GIVEN REQUEST =
Edit the listing below by replacing each occurrence of "marker" with "point". Leave every other part of the lines unchanged.

Point annotation records:
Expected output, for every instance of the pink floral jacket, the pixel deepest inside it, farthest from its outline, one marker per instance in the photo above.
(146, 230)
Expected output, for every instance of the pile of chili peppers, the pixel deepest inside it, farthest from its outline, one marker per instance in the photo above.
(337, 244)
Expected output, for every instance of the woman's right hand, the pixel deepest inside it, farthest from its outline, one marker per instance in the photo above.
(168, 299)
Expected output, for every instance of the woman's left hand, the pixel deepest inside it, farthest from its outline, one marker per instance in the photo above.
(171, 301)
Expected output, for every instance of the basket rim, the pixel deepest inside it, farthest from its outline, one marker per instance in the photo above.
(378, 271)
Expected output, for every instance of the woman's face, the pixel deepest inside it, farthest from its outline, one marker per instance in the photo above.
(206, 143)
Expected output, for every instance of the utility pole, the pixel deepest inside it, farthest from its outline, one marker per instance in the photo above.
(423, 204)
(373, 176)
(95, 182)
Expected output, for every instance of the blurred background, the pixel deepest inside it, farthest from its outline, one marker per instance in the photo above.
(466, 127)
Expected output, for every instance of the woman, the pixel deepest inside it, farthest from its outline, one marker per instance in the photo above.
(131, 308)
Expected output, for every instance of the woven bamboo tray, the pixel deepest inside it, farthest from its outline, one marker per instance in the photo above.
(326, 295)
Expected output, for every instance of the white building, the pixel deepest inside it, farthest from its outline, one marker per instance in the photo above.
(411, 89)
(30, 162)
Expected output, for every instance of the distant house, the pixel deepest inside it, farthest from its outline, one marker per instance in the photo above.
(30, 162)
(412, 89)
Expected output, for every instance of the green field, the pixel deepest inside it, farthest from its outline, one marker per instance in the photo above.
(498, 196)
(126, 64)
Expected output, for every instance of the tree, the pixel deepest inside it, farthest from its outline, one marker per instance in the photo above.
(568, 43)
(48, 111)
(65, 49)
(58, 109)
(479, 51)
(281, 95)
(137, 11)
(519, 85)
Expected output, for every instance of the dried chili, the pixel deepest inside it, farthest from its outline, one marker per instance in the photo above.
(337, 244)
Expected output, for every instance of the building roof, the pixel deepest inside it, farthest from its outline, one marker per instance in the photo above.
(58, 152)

RESPONSE TO THIS TASK =
Expected output, for every instance of the pink floral jacket, the pixel deepest inside it, farthest from its outline, one point per instance in the photo above.
(146, 230)
Expected output, for every instance of the pile of chili peppers, the pixel deepest inside it, farthest from its outline, one point per instance in the photo above.
(337, 244)
Expected output, for every instance of the woman's right hand, the pixel deepest inside it, farthest from its outline, one point per instance in the photo above.
(168, 299)
Expected output, for every instance of the woman's left hand, the pixel deepest inside it, farthest from its outline, one point per instance in the photo above.
(171, 301)
Expected output, for every instance of the basket rim, the pixel deepest inside it, farthest from its outline, one point per instance in the photo above.
(378, 271)
Expected output, for every instance of the woman's face, the pixel deepest inside it, farthest from its outline, one point per instance in the photo above.
(206, 143)
Expected output, for every instance of the utility pole, the pixel deepest inside it, farthest from its outline, one point per instance in the photo above.
(423, 204)
(373, 176)
(95, 182)
Expected output, for every instance of the blurred background, the pixel deepest inside it, farthest from its outline, one point per instance in the photo above.
(466, 127)
Expected output, for every instance of the woman, the pixel deepest inside it, farthest from its outline, one point per instance in the photo above.
(131, 308)
Expected output, for every instance of the woven bamboo tray, the pixel deepest inside it, farthest from its outline, one point per instance in the photo above.
(326, 295)
Expected output, for every instance of the white building, the pixel deepest inside it, farthest from its outline, one point per instance in the photo above.
(411, 89)
(30, 162)
Expected output, for every instance of the distant house, the pixel deepest inside it, farthest from its outline, one point per instance in the photo above.
(30, 162)
(412, 89)
Expected output, for every instance of the green field, the pixel deepest inside it, farthest from its outline, one point per instance in the photo above.
(498, 196)
(126, 64)
Expected output, for every instance of the tree, the pixel deepest inside it, farthest from its outline, one point per instance in the photo above.
(568, 43)
(48, 111)
(65, 49)
(58, 109)
(479, 51)
(281, 95)
(137, 11)
(519, 85)
Expected output, for every instance of the dried chili, the pixel deepest inside it, farthest from its outline, one point per instance in the photo above.
(337, 244)
Expected output, for every instance of the building roof, the pixel deepest inside it, farthest from its outline, one point per instance in the photo above.
(58, 152)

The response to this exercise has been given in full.